Task directions: Each line of the entries that mentions the string "flowers" needs to be reported.

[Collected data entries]
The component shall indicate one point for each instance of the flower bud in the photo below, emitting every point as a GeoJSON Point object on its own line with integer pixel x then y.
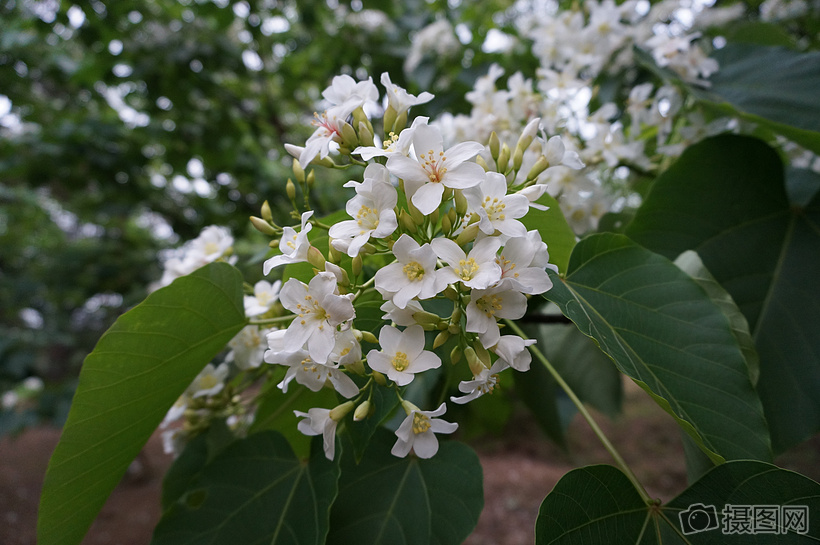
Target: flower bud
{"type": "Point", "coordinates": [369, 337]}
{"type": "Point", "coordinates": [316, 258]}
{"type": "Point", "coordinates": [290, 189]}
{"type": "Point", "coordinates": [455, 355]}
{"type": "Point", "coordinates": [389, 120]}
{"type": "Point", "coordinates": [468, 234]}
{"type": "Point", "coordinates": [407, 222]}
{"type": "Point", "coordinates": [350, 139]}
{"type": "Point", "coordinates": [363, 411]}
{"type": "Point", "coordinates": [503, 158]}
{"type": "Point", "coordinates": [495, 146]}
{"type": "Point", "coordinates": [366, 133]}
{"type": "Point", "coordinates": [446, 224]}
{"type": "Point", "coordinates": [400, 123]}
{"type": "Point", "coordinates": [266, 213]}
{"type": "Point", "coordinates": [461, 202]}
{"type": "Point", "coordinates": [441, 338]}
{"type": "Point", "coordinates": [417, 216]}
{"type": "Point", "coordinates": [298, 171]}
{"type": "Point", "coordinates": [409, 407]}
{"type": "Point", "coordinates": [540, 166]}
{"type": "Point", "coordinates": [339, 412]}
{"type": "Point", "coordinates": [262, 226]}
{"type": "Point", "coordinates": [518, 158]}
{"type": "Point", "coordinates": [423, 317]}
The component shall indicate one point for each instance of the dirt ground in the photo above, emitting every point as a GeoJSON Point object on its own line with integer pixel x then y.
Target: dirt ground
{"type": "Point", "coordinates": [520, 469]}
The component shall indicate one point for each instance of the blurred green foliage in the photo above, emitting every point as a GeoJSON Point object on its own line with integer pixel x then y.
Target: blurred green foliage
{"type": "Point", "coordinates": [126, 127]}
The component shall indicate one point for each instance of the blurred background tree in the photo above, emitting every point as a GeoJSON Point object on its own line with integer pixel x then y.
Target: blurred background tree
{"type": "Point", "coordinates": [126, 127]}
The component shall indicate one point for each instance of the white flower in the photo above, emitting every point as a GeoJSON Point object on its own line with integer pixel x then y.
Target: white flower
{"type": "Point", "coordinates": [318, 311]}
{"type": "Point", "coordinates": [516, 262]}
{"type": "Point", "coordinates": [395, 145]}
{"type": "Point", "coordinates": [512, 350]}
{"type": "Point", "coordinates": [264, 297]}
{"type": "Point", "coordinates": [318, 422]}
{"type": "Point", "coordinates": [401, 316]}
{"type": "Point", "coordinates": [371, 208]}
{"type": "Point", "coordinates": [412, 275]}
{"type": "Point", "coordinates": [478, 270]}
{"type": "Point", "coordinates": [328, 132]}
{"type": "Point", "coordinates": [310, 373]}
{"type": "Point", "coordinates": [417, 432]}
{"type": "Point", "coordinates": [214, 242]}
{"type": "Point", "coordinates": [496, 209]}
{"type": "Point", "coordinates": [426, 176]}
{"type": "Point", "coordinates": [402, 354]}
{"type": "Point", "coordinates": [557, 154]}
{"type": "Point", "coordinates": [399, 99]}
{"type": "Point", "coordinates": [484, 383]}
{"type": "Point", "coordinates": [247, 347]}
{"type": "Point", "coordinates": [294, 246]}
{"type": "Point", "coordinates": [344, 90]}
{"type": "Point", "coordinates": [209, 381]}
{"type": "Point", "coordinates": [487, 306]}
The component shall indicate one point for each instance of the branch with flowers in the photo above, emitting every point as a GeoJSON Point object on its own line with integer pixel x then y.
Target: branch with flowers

==

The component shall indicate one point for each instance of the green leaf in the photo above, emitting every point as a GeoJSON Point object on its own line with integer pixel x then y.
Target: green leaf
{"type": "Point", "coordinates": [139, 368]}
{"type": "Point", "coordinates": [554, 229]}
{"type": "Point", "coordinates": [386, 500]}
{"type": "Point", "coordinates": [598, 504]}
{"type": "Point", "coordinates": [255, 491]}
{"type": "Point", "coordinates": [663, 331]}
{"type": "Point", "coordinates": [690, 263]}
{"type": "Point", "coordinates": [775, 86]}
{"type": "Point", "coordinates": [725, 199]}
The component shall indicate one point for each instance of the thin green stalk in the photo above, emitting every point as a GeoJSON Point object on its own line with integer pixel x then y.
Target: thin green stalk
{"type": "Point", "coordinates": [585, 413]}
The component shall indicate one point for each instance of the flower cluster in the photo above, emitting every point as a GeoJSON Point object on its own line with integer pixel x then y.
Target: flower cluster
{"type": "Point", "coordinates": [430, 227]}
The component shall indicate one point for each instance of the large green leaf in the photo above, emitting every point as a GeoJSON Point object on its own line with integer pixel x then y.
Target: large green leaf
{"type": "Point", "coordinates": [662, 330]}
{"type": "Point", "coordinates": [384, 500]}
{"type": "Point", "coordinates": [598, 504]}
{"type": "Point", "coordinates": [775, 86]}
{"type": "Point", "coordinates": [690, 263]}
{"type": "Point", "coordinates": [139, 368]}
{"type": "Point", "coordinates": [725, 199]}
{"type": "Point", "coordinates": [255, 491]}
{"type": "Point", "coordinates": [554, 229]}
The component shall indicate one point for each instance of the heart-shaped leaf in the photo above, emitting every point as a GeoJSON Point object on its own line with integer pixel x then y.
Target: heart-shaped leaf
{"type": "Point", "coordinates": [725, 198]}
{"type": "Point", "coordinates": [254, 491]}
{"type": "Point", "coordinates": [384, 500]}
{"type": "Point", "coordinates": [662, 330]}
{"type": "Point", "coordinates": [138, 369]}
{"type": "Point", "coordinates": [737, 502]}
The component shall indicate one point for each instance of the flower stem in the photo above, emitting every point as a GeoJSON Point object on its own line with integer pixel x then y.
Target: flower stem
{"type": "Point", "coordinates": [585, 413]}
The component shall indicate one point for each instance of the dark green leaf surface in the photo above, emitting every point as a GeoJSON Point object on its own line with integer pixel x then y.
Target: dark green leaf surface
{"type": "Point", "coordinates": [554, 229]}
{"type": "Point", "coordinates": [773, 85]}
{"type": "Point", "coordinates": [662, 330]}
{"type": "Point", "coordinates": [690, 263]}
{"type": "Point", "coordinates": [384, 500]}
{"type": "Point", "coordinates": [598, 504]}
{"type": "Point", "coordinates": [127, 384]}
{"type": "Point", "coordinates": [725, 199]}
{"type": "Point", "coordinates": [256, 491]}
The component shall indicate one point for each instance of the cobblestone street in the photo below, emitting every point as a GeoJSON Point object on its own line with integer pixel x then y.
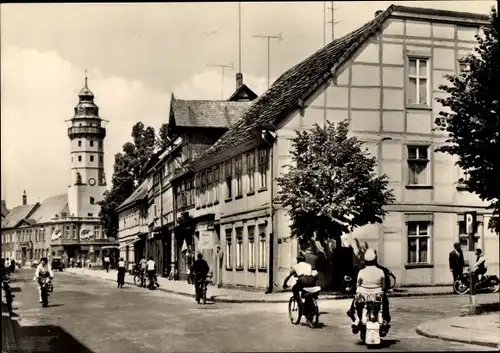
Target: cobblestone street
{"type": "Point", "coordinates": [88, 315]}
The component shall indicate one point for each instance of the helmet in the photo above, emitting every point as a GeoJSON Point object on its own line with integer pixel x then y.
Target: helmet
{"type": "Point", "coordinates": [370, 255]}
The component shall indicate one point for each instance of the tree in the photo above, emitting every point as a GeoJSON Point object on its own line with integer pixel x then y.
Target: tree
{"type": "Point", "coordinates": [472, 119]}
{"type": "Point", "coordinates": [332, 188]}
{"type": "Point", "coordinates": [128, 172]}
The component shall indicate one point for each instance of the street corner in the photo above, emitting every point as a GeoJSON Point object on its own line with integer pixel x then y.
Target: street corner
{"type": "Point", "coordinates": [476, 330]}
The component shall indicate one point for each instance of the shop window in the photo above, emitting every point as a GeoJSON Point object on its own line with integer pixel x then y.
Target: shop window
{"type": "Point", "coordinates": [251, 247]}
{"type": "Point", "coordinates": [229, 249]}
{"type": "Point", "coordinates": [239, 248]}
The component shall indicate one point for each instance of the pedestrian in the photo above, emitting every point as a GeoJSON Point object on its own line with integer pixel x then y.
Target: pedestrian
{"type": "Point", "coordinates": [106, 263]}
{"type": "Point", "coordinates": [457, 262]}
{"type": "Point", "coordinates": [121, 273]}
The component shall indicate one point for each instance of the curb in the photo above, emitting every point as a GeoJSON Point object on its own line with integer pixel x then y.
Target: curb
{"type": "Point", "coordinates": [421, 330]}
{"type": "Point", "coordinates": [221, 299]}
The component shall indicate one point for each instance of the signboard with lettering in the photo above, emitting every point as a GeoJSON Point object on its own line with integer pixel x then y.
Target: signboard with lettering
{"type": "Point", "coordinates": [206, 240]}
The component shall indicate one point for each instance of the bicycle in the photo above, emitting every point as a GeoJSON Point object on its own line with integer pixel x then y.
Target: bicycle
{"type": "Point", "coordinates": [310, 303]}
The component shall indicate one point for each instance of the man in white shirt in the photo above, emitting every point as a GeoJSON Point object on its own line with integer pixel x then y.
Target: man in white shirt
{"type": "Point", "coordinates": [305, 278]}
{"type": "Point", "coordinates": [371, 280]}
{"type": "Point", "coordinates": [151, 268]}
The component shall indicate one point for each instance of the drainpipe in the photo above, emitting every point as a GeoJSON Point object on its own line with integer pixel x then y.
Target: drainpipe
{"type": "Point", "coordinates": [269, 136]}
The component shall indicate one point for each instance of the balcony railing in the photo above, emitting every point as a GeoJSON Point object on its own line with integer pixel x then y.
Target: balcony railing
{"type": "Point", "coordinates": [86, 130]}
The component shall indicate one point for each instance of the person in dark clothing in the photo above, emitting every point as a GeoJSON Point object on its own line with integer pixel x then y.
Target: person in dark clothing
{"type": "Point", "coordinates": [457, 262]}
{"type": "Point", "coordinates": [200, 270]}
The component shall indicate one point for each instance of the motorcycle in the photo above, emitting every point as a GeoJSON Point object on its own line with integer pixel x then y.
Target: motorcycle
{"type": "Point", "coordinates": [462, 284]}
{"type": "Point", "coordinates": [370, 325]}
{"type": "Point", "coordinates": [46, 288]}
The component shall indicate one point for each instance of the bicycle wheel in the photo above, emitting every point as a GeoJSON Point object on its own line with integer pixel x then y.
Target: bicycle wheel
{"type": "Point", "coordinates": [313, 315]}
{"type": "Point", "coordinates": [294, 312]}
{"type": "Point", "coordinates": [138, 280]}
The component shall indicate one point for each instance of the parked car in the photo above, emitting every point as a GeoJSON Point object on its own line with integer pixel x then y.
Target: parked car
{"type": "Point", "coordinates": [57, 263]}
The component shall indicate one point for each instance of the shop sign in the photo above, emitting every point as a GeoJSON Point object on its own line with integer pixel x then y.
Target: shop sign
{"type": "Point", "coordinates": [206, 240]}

Exercise answer:
The component shall indicate one point for each instance of the branch with flowers in the photo above, emitting every point as a GeoJSON Point object on its own line with integer pixel x then y.
Target: branch with flowers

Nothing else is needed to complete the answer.